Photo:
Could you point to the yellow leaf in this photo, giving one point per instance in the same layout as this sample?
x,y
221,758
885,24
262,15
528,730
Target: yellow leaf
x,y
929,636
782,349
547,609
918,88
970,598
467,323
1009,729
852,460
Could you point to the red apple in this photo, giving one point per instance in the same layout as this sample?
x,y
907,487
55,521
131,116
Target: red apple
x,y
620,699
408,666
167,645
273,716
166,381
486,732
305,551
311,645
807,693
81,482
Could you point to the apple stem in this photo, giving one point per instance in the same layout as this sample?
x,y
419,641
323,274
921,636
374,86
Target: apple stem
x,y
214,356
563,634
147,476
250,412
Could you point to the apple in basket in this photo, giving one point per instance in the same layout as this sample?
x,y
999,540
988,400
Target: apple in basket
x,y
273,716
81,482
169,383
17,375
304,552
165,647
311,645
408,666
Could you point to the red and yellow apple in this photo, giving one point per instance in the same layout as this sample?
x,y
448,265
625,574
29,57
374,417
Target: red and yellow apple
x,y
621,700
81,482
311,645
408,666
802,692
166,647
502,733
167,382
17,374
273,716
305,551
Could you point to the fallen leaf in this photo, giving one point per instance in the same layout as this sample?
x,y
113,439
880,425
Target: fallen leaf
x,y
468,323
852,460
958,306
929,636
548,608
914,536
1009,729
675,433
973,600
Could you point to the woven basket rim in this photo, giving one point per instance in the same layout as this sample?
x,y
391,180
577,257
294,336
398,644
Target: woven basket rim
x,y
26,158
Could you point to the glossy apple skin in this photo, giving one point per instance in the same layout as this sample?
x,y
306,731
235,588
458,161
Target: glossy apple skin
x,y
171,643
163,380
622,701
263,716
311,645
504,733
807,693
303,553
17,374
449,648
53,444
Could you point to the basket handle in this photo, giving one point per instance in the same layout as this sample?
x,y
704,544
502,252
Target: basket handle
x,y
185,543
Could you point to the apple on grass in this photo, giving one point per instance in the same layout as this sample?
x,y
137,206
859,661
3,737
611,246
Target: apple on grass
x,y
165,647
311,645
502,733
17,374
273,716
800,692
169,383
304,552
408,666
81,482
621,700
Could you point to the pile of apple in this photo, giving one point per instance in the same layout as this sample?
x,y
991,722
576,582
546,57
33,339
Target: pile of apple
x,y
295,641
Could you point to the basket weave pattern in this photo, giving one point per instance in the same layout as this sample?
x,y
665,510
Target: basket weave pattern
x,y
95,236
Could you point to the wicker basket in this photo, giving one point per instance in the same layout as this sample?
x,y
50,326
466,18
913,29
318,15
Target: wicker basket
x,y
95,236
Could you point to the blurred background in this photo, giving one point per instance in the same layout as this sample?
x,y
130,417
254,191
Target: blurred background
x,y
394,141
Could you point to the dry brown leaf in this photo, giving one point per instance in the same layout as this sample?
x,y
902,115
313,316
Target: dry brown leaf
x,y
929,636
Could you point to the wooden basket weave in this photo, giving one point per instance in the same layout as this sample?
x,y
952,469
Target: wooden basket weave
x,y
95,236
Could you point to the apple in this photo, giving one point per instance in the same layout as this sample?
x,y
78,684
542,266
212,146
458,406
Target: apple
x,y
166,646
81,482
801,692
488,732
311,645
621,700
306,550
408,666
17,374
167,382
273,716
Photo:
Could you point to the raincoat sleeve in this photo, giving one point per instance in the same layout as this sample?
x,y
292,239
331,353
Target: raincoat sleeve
---
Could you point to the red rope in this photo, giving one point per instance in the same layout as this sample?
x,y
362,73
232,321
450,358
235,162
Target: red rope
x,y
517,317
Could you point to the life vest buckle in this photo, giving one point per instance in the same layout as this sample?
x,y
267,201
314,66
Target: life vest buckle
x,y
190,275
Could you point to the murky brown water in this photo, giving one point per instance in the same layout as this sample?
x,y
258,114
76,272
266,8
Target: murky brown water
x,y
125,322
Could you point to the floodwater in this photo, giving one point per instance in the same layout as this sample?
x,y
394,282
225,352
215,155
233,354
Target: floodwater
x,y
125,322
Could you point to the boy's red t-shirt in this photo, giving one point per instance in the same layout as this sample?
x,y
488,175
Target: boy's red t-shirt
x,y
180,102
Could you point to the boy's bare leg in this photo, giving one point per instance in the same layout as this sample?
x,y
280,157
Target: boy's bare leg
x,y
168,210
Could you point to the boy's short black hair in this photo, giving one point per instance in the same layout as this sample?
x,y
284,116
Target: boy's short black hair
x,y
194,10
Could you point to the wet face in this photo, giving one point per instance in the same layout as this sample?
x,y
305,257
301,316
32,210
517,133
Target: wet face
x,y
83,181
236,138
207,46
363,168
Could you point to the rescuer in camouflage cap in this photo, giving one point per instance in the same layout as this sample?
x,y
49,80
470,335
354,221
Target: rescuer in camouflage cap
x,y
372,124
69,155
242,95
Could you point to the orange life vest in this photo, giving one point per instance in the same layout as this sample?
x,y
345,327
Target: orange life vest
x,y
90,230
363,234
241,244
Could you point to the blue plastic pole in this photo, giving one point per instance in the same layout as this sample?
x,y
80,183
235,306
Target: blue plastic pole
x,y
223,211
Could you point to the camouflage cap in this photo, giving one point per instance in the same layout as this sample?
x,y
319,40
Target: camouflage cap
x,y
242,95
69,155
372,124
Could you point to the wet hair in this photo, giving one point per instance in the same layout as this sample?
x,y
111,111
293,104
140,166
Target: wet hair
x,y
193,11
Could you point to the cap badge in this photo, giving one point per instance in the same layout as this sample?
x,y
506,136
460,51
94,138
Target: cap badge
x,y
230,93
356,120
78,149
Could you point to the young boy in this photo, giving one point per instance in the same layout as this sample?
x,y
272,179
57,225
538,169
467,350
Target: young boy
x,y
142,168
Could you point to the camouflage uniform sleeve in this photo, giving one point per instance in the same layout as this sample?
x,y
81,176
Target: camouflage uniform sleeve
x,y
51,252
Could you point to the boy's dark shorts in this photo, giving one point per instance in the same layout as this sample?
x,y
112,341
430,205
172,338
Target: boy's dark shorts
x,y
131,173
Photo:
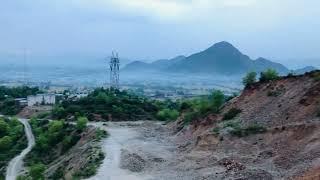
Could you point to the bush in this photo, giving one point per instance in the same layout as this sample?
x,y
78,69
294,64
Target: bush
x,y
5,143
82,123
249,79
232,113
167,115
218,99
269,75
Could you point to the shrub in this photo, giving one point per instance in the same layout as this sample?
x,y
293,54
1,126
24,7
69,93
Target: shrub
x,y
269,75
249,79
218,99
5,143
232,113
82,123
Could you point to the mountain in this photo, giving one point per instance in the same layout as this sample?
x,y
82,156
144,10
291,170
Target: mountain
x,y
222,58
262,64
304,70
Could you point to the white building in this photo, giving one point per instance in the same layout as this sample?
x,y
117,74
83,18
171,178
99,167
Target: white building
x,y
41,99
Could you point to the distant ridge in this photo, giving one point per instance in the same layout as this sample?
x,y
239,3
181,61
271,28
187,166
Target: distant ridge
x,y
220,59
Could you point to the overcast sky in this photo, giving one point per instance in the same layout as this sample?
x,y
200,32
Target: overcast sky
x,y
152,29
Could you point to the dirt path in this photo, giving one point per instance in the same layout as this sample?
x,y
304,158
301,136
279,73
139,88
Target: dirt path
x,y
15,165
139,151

### TRY IT
Only the lines above starting at the one containing "Could you point to the blurred" and ending at the one containing "Target: raincoat sleeve", both included, are to be returned, exactly as they read.

### TASK OUTPUT
Could you point to the blurred background in this photo, giving one point per instance in the same layout as this sample?
x,y
130,417
254,191
Target: blurred background
x,y
394,141
Could you point to the dry brown leaf in this photo, giving one point per instance in the same layout as this sample?
x,y
902,115
313,316
Target: dry brown leaf
x,y
929,636
Could you point to the wooden basket weave in this photo, giving one point per instance in the same layout as this sample?
x,y
952,469
Target: wooden basket weave
x,y
95,236
Could you point to the apple in this photo, giving one point per instance in the same layout as this sample?
x,y
78,684
542,266
212,146
458,406
Target: apple
x,y
166,646
81,482
801,692
488,732
311,645
621,700
306,550
408,666
17,374
167,382
273,716
Photo:
Could you point to the raincoat sleeve in this photo, giving one point per instance in the same layout as this sample?
x,y
292,239
331,353
Target: raincoat sleeve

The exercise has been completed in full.